■ **Objective 1**
Using the blueberry article below, decide whether each statement agrees with it, and answer yes or no, quoting the deciding words: (a) The property had been a berry farm in the 1980s. (b) The first year's blueberry harvest paid for half of the year's mortgage. (c) The owners originally planned to clear the berry bushes and plant vegetables.
■ **Objective 2**
According to the blueberry article below, what is the name of the farm that Rett Murphy and Kathryn Skelley-Watts own?

■ **Text passage**

Start

The Great Blueberry Rescue
Tracing one ingredient, from farm to plate
BY MARK ESSIG
The Growers: Rett Murphy and Kathryn Skelley-Watts, Aardvark Farm, Burnsville.
The Baker: David Bauer, All Souls Pizza, Asheville.
The first summer Rett Murphy and Kathryn Skelley-Watts owned their farm, a visiting friend walked into a field overgrown with weeds and immediately disappeared from sight. A few minutes later, Murphy said, “I saw his hand rise up over the jungle, holding a few berries.”
With that, plans for the farm changed.
Murphy and Skelley-Watts knew that the Yancey County property had been a berry farm in the 1980s, but the land had been badly neglected before they bought it six years ago. They had planned to clear out the berry bushes along with the brambles and plant vegetables.
But then they discovered how productive the old bushes remained. Despite the weeds, the first year’s blueberry harvest generated enough money to pay the full year’s mortgage.
“There are certain crops people get really excited about,” Murphy said. “Who doesn’t love blueberries? They’re one of the best foods you can eat, health-wise, and they taste better than just about anything else.”
Young fruit growers are rare in Western North Carolina. Land is so expensive that many new farmers have to rent, which makes vegetables and other annuals—planted, harvested, and sold in the same year—the safest bet. “Putting investment into perennials that don’t yield for a number of years is a hard decision to make,” Murphy said.
Murphy and Skelley-Watts were given a running start with a stock of legacy bushes, a rare opportunity to enjoy immediate results.

End

■ **Provided records**
Start

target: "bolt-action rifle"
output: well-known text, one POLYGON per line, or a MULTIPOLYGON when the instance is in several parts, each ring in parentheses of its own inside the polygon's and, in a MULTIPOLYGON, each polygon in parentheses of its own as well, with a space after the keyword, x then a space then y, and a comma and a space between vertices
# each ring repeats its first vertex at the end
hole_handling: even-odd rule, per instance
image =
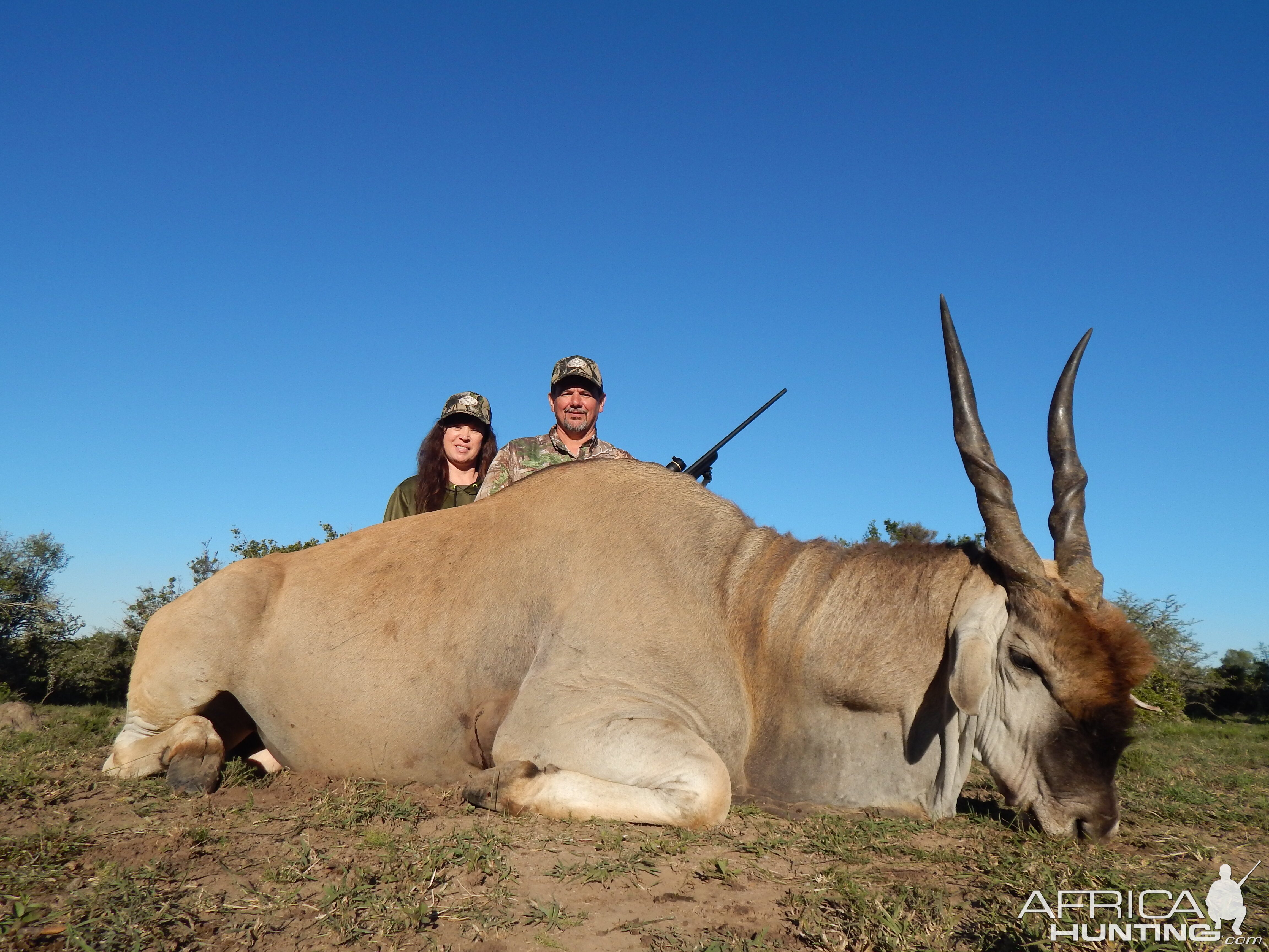
POLYGON ((756 420, 759 416, 761 416, 763 413, 766 410, 768 406, 770 406, 772 404, 774 404, 777 400, 779 400, 782 396, 784 396, 788 392, 789 392, 789 388, 784 387, 779 393, 777 393, 770 400, 768 400, 765 404, 763 404, 760 407, 758 407, 753 414, 750 414, 750 416, 742 424, 740 424, 736 429, 733 429, 726 437, 723 437, 717 443, 714 443, 713 448, 708 453, 706 453, 703 457, 700 457, 699 459, 697 459, 694 463, 692 463, 692 466, 688 466, 687 463, 684 463, 679 457, 671 456, 670 457, 670 462, 667 462, 665 465, 665 468, 666 470, 674 470, 675 472, 685 472, 692 479, 700 480, 700 485, 702 486, 708 486, 709 485, 709 480, 713 479, 712 467, 713 467, 713 465, 716 462, 718 462, 718 451, 722 449, 725 446, 727 446, 727 443, 731 442, 731 438, 735 437, 737 433, 740 433, 742 429, 745 429, 745 426, 747 426, 754 420, 756 420))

End

■ **Solution 1**
(a) Yes: "the Yancey County property had been a berry farm in the 1980s"
(b) No: "the first year’s blueberry harvest generated enough money to pay the full year’s mortgage"
(c) Yes: "They had planned to clear out the berry bushes along with the brambles and plant vegetables."

■ **Solution 2**
Aardvark Farm, in Burnsville.